* **What is needed**:
In the rows below, replace every "marker" with "dot" and leave everything else untouched.

* **Material supplied**:
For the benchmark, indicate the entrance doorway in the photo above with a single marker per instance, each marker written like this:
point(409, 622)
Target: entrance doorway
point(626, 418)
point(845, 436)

* **Completed task**:
For the benchmark, indicate the entrance doorway in the photo above with a single dot per instance, each dot written like this:
point(409, 622)
Target: entrance doorway
point(626, 418)
point(845, 436)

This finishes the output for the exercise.